## Start SOURCE EXCERPT
# mini test



## bmgold (Oct 24, 2008)

As a mini test of the acid peroxide and acid clorox process I am attempting a tiny test batch to keep from risking my very limited supply of gold plated electronic scrap and to avoid producing a lot of waste. 

To start this test a few bits of gold plated foils from a smashed open processor chip were added to a test tube and some HCl was added to cover them. Then a little hydrogen peroxide was added. In about 5 minutes or so the color changed from yellow to green and then almost brown. This liquid was poured into another test tube and then more acid and peroxide was added to the materials being tested. The visible copper went into the two solutions and then this was added to the first liquids and the materials were washed a couple times with water which was also added to the copper containing solutions. Next some more acid was added to the materials to cover them and a little clorox was added which bubbled and turned the solution a yellow color. This was poured into a fresh test tube and the materials were washed with water and this wash was added to the yellow liquid. Now a small amount of SMB and water was mixed up and added to the solution which turned clear instantly. After several hours a tiny amount of light brown coating is stuck to the glass. I expect that this is the gold but am not sure since I didn't test the solution before adding the SMB but since the visible gold vanished it has to be either still in solution or it IS this coating. The PH of this solution is still at 1. The amount of gold in the few foils must be very little so I hope that if more material is extracted and before it is precipitated the liquid is added to this test tube the coating should dissolve and add to the new precipitant but this has not been tested. I hope to eventually get enough to melt or smelt into a piece big enough to touch. So far my experiments have resulted in small beads of silver colored metal that takes good light and possibly a magnifier to even see. I am working with small amounts of ore (crushed rocks) and some fingers and chips so I didn't expect any quantity of gold in the tiny samples being tested but hope to learn the processes from my experiments.
## End SOURCE EXCERPT
## Start SUPPLIED ENTRIES
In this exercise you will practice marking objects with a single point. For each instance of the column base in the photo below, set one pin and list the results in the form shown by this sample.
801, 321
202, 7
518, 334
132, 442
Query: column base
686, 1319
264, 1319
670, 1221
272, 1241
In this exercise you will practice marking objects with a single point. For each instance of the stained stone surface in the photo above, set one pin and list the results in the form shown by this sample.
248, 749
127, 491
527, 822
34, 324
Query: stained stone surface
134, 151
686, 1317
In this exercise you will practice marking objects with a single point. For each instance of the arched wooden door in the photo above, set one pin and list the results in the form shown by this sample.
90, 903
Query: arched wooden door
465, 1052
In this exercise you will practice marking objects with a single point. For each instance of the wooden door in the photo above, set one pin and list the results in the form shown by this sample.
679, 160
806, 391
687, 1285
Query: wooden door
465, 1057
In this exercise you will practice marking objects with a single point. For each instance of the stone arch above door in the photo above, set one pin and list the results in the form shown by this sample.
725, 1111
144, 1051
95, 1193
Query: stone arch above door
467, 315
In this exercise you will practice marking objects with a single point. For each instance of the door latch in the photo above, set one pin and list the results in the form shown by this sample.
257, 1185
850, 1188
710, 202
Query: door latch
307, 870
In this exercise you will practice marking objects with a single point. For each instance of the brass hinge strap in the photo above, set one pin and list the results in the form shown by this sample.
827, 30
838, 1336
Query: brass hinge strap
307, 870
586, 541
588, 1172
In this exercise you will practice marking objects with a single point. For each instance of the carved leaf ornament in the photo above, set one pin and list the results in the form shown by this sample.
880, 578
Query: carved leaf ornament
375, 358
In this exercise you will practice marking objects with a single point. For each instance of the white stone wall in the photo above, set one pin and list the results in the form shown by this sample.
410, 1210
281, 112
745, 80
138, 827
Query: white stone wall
## End SUPPLIED ENTRIES
■ PROBLEM DETAILS ■
From the mini test post above, copy the passage from "As a mini test" up to and including "lot of waste.".

■ EXERCISE RESPONSE ■
As a mini test of the acid peroxide and acid clorox process I am attempting a tiny test batch to keep from risking my very limited supply of gold plated electronic scrap and to avoid producing a lot of waste.